• _Task prompt_
Please transcribe the data below in full. Omit any picture you find in it.
· · ·
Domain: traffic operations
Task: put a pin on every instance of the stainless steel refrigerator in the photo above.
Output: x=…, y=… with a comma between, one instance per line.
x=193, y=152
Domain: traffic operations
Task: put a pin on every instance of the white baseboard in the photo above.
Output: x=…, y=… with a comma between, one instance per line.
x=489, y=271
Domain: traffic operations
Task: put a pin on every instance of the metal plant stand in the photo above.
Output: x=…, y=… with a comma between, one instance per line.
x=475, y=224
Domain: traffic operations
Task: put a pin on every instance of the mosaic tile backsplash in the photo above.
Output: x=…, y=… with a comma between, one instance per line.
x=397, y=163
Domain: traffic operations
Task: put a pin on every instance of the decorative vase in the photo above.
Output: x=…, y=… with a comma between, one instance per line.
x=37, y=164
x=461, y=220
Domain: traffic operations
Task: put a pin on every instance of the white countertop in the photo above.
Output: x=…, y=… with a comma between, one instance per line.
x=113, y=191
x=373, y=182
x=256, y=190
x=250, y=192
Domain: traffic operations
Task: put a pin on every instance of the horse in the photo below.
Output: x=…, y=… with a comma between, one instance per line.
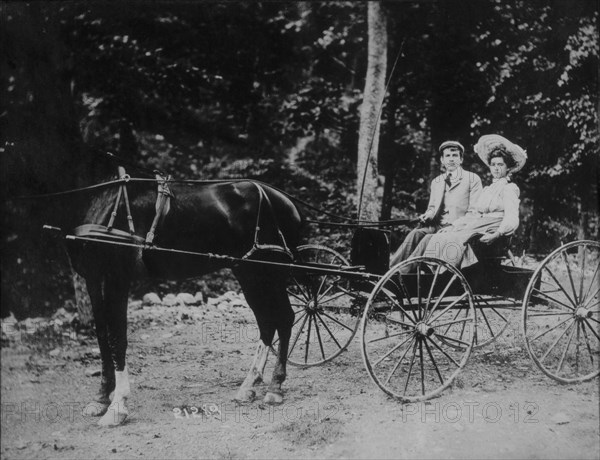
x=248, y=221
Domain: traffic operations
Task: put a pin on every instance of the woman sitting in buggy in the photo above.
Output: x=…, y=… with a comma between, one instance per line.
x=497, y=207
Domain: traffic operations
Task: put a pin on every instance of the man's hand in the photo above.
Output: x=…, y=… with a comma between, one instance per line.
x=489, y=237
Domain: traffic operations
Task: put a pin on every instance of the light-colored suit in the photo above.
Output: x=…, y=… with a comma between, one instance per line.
· · ·
• _Solution_
Domain: traffic operations
Task: put a pin on every instance of the stainless steel refrigerator in the photo above.
Output: x=…, y=… with a comma between, one instance per line.
x=193, y=152
Domain: traffic operations
Task: put a pin on every instance of the white baseboard in the photo above.
Output: x=…, y=… with a comma between, one instance per line.
x=489, y=271
Domain: traffic operations
Task: put a pin on every instance of the metal plant stand in the photo above.
Output: x=…, y=… with a comma between, one instance per line.
x=475, y=224
Domain: traffic operations
Task: put a pin on every instance of the mosaic tile backsplash in the photo above.
Output: x=…, y=… with a comma between, one instance per line.
x=397, y=163
Domain: traffic operations
Task: put a pin on every instance of the decorative vase in the photo above.
Output: x=…, y=… with a comma between, one instance per line.
x=37, y=164
x=461, y=220
Domain: traffic operations
Task: put a pin on every instance of the white countertop in the photo above.
Output: x=…, y=… with a comma between, one instance per line.
x=113, y=191
x=373, y=182
x=256, y=190
x=250, y=192
Domain: traffic operations
Task: put a pin on every instance of the horse in the photo below.
Output: x=…, y=… with a comma between, one instance per line.
x=248, y=221
Domain: traffic operations
Task: put a pin on every instance of the woman sitting in buggy in the photo above.
Output: x=…, y=… with a comma between, one instance per line.
x=497, y=207
Domain: traffic operations
Task: put a pin on every instance of the man's hand in the photo above.
Output: x=…, y=… with a comma between, one instance per line.
x=489, y=237
Domain: traffic operations
Task: put a pin on every instance of the light-colored suit in the photo above.
Output: x=…, y=… with a comma between, one instance per line.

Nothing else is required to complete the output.